→ **Task objective**
Please return, word for word, the line containing "Point to the enamel" and each line after it through the end of the data below, and nothing else.

→ **Dataset entries**
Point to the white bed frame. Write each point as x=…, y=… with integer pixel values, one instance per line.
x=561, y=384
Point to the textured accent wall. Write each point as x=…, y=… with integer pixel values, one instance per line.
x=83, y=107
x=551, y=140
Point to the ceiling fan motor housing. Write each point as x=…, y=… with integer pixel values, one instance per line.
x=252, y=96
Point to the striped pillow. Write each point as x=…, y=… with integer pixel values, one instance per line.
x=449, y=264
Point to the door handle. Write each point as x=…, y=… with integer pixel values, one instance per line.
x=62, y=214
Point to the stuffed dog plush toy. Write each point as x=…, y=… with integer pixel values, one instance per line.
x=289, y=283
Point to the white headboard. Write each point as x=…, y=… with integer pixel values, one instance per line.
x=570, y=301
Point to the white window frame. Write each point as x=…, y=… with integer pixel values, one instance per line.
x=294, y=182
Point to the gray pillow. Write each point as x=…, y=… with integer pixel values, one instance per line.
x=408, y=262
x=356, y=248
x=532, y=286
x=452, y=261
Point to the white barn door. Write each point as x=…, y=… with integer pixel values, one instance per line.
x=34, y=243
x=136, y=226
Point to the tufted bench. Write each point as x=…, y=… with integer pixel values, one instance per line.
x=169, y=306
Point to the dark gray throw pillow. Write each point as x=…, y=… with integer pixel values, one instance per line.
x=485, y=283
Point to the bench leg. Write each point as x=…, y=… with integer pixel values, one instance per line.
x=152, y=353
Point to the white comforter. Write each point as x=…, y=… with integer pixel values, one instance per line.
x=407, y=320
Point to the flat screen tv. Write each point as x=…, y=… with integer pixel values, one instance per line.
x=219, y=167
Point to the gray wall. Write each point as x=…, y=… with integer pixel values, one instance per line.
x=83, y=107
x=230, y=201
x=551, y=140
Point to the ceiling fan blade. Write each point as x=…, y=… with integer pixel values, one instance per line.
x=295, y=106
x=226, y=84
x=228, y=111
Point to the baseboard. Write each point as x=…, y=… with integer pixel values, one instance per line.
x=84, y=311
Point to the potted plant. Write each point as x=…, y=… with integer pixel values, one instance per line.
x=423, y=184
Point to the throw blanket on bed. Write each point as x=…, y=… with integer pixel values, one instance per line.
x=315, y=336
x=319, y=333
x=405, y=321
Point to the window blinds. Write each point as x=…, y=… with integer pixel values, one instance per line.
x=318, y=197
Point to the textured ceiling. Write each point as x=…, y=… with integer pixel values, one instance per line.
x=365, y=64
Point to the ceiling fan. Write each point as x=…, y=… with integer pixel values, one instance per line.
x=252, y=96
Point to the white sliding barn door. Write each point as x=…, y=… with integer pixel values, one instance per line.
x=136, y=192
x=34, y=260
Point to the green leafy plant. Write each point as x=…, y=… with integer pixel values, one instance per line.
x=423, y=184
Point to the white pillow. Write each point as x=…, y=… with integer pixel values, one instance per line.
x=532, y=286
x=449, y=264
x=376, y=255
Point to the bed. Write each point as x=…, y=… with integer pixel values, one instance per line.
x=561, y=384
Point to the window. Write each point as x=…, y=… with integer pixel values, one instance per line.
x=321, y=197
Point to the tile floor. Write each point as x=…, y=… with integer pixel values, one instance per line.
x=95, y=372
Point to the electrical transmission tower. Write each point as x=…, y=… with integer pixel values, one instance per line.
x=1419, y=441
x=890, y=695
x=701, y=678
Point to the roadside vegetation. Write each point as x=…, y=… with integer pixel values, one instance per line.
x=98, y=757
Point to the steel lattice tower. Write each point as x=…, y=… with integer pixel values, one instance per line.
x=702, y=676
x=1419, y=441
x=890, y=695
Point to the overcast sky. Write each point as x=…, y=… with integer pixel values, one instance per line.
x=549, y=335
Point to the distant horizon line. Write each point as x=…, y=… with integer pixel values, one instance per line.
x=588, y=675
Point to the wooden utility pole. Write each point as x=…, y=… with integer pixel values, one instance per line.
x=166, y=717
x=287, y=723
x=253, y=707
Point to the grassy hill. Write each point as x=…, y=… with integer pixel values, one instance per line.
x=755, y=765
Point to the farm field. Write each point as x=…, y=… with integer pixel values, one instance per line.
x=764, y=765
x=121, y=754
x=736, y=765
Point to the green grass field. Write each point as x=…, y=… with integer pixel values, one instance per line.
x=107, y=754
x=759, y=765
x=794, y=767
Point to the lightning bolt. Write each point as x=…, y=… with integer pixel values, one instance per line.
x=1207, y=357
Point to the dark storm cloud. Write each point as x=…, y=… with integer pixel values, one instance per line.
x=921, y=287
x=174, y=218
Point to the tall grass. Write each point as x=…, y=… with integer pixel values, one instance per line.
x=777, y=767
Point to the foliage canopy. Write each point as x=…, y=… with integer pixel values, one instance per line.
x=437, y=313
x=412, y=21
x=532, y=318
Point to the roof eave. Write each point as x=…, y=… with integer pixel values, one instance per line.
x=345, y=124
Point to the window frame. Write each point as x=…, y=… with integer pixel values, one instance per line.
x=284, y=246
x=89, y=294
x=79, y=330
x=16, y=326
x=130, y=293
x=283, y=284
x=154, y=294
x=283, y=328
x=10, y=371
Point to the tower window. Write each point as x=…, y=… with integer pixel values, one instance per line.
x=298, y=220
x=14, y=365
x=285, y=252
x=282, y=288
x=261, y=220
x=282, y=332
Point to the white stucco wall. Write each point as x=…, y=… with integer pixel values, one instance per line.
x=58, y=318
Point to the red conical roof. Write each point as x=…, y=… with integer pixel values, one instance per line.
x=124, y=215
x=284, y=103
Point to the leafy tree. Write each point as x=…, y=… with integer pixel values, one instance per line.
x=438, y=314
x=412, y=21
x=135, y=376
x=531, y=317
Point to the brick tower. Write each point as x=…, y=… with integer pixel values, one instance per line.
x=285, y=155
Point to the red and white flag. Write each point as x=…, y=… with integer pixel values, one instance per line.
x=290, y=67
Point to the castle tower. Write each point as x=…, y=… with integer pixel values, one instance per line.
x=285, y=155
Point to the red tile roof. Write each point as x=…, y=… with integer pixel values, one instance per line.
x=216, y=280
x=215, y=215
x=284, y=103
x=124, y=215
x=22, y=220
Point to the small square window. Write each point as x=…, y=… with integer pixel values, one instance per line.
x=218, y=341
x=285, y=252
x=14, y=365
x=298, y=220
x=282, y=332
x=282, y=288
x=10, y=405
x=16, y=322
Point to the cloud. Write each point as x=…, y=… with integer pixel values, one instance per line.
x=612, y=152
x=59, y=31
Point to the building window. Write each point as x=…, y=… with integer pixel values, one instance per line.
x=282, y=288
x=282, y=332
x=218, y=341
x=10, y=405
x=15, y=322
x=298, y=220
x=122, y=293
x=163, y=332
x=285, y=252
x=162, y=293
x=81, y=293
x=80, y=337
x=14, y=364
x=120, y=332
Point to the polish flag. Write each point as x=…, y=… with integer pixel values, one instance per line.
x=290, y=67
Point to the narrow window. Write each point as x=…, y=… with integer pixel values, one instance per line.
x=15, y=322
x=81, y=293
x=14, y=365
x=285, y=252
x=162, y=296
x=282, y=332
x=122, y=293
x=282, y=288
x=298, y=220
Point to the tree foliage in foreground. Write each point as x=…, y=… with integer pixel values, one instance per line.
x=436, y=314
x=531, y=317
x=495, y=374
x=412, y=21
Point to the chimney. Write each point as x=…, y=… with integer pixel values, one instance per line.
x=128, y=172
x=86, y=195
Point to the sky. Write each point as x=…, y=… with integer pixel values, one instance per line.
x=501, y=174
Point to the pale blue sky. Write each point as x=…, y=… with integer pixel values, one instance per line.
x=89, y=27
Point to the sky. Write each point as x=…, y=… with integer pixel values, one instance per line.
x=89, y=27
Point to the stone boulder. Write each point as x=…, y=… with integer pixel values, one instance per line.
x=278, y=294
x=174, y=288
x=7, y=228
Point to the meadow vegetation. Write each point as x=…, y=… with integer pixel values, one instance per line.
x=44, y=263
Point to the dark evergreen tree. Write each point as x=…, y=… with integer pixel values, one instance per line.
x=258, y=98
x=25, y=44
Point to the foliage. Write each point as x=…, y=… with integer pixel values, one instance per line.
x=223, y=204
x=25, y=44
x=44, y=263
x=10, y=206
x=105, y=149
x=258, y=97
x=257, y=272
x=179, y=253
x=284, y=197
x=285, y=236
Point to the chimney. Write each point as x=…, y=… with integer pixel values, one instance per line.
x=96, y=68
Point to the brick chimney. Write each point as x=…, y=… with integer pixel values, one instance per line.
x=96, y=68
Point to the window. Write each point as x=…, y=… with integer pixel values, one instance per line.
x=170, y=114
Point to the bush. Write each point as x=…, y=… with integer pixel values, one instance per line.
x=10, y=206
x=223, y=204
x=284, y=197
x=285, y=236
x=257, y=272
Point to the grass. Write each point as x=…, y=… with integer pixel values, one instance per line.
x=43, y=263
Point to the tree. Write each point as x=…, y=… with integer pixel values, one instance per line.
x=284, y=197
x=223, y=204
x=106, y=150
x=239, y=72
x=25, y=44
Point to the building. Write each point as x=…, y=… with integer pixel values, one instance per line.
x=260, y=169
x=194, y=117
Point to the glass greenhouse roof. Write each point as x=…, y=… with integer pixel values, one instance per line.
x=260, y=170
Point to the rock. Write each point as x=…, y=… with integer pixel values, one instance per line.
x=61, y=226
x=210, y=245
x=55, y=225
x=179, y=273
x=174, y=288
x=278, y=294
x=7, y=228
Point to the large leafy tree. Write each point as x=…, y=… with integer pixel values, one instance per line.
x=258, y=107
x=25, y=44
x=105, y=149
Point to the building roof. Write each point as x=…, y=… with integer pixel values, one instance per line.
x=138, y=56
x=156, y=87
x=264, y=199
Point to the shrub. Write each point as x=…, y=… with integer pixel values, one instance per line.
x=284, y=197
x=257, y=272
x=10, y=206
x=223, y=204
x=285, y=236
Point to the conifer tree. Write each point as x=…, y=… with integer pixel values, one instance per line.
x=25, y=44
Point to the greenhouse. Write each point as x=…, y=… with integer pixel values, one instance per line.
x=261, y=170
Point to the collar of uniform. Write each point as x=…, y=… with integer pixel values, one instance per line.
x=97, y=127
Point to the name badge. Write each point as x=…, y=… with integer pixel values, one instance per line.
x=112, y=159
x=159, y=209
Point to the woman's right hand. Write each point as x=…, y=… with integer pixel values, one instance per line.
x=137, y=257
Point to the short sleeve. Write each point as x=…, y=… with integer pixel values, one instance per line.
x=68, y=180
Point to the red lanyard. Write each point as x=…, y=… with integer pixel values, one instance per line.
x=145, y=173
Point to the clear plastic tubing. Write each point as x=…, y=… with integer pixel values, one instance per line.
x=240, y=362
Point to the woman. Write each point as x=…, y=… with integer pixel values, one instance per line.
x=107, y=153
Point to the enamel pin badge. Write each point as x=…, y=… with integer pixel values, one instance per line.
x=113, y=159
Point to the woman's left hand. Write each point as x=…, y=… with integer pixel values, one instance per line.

→ **Result below**
Point to the enamel pin badge. Write each point as x=…, y=… with integer pixel values, one instance per line.
x=113, y=159
Point to the woman's left hand. Write each point as x=…, y=… with integer pixel values, one instance per line.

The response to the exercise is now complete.